Can you switch "curb" to "road edge" in everything from the start of the records down to the line containing "242], [406, 242]]]", both ends included, changing nothing else and leaving the pictures out of your reply?
________________________________________
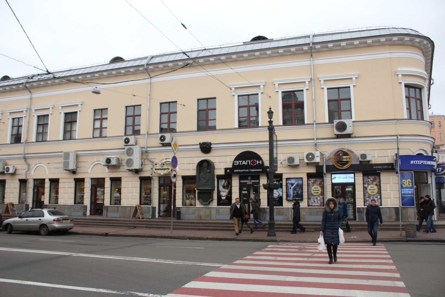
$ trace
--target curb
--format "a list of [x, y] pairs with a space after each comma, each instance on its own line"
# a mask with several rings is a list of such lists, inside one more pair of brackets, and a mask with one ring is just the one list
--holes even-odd
[[[116, 237], [138, 237], [140, 238], [158, 238], [165, 239], [178, 239], [190, 240], [214, 240], [217, 241], [253, 241], [255, 242], [293, 242], [293, 243], [315, 243], [315, 241], [291, 240], [280, 238], [265, 238], [263, 237], [232, 237], [215, 236], [199, 236], [189, 235], [161, 235], [158, 234], [131, 234], [120, 233], [105, 233], [99, 232], [88, 232], [84, 231], [69, 231], [69, 234], [77, 235], [89, 236], [108, 236]], [[368, 242], [368, 240], [354, 240], [352, 242]], [[423, 243], [433, 242], [445, 243], [445, 239], [440, 238], [394, 238], [379, 239], [379, 242], [406, 242]]]

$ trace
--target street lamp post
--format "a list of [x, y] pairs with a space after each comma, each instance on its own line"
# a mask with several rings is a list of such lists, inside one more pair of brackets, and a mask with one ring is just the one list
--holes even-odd
[[267, 116], [269, 117], [269, 126], [267, 130], [269, 131], [269, 168], [267, 169], [267, 174], [269, 177], [267, 189], [267, 199], [269, 200], [269, 230], [267, 232], [267, 237], [275, 237], [276, 236], [275, 233], [275, 220], [274, 217], [274, 190], [271, 187], [274, 182], [274, 174], [275, 173], [274, 169], [274, 131], [275, 127], [273, 125], [273, 121], [272, 118], [274, 115], [274, 112], [269, 107], [267, 111]]

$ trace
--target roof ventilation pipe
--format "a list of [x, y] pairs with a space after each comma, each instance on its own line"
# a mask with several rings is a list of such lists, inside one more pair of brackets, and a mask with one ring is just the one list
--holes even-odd
[[324, 153], [321, 151], [317, 147], [317, 131], [315, 123], [315, 91], [314, 88], [314, 60], [312, 54], [312, 41], [314, 37], [314, 35], [311, 34], [309, 39], [311, 41], [311, 79], [312, 80], [312, 110], [314, 111], [314, 144], [315, 146], [315, 149], [320, 152], [323, 155], [323, 191], [324, 194], [324, 199], [326, 199], [326, 156]]

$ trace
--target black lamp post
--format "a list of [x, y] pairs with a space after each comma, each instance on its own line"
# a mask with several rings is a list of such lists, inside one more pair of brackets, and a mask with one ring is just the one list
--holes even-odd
________________________________________
» SOLUTION
$ trace
--target road edge
--format "a list of [x, y] pairs with a space after each comma, each instance on its own line"
# a mask with several rings is a list of such lists, inside one more pair of brackets, and a mask with one ring is just the one list
--holes even-odd
[[[116, 237], [138, 237], [140, 238], [158, 238], [165, 239], [178, 239], [190, 240], [214, 240], [217, 241], [253, 241], [255, 242], [293, 242], [293, 243], [315, 243], [315, 241], [291, 240], [280, 238], [265, 238], [263, 237], [232, 237], [215, 236], [199, 236], [189, 235], [161, 235], [158, 234], [131, 234], [120, 233], [105, 233], [99, 232], [88, 232], [84, 231], [69, 231], [69, 234], [77, 235], [89, 236], [108, 236]], [[368, 242], [368, 240], [354, 240], [352, 242]], [[423, 243], [433, 242], [445, 243], [445, 239], [440, 238], [394, 238], [379, 239], [379, 242], [406, 242]]]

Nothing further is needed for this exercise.